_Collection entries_
= Beginning of Section =

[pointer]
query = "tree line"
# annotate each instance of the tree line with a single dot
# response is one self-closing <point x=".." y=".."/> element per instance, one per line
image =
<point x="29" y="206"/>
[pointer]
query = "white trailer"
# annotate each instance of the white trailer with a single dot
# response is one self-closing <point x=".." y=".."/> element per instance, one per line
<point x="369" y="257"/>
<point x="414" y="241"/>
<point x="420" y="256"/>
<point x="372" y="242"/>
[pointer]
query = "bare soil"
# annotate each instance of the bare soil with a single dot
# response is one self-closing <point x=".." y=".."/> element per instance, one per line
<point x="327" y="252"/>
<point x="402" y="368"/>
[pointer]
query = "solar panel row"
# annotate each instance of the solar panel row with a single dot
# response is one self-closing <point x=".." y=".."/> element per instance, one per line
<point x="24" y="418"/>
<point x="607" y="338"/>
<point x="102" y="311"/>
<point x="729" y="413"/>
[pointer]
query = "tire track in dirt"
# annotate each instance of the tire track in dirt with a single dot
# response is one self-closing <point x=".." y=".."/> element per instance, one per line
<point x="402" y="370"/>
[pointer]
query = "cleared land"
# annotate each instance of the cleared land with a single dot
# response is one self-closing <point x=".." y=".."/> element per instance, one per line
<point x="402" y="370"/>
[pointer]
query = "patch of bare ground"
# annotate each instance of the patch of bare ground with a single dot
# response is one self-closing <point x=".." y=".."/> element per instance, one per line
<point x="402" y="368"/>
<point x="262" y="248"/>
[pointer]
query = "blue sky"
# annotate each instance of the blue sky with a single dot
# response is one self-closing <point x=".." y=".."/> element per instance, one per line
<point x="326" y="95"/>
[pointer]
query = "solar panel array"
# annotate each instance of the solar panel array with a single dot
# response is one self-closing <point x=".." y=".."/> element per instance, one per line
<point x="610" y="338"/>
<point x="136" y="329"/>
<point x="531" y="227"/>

= End of Section =

_BRIEF_
An exact copy of every entry is what's needed, so retype them all.

_THE ANSWER_
[pointer]
query = "tree line"
# annotate each instance of the tree line with a single dot
# response is one self-closing <point x=".." y=".."/> element per instance, one per line
image =
<point x="29" y="206"/>
[pointer]
query = "white trailer"
# annotate each instance of the white trailer with a single dot
# response is one self-closing <point x=".." y=".."/> element per instance, one per line
<point x="369" y="257"/>
<point x="414" y="241"/>
<point x="420" y="256"/>
<point x="372" y="242"/>
[pointer]
query = "bare soil"
# annotate each instance of the bare soil with a single dot
# response is one self-closing <point x=".." y=".."/> element per instance, one per line
<point x="327" y="252"/>
<point x="402" y="368"/>
[pointer]
query = "solar panel row"
# annotate each instance of the solar panel row with a single dot
# response is one self-closing <point x=".." y=".."/> element per instance, one per line
<point x="24" y="418"/>
<point x="607" y="338"/>
<point x="102" y="311"/>
<point x="729" y="413"/>
[pointer]
query = "tire track in dirt"
# annotate each instance of the tire track in dirt with a single dot
# response is one self-closing <point x=".." y=".."/> element per instance, one per line
<point x="402" y="370"/>
[pointer]
query = "cleared land"
# annotate each instance of the cleared land with a single dot
# response is one self-closing <point x=".." y=".."/> element per instance, one per line
<point x="402" y="370"/>
[pointer]
query = "patch of bare ground"
# annotate each instance of the patch of bare ground with a single dot
# response is one self-closing <point x=".." y=".."/> element per instance, one per line
<point x="402" y="368"/>
<point x="262" y="248"/>
[pointer]
query = "blue sky"
# annotate each instance of the blue sky with a single dot
# response is one self-closing <point x=".." y=".."/> element per instance, one per line
<point x="326" y="95"/>
[pointer]
query = "solar panel array"
# annotate each instance of the solar panel array with a single dot
# response is one self-closing <point x=".." y=".."/> element per instance, one per line
<point x="610" y="338"/>
<point x="136" y="329"/>
<point x="531" y="227"/>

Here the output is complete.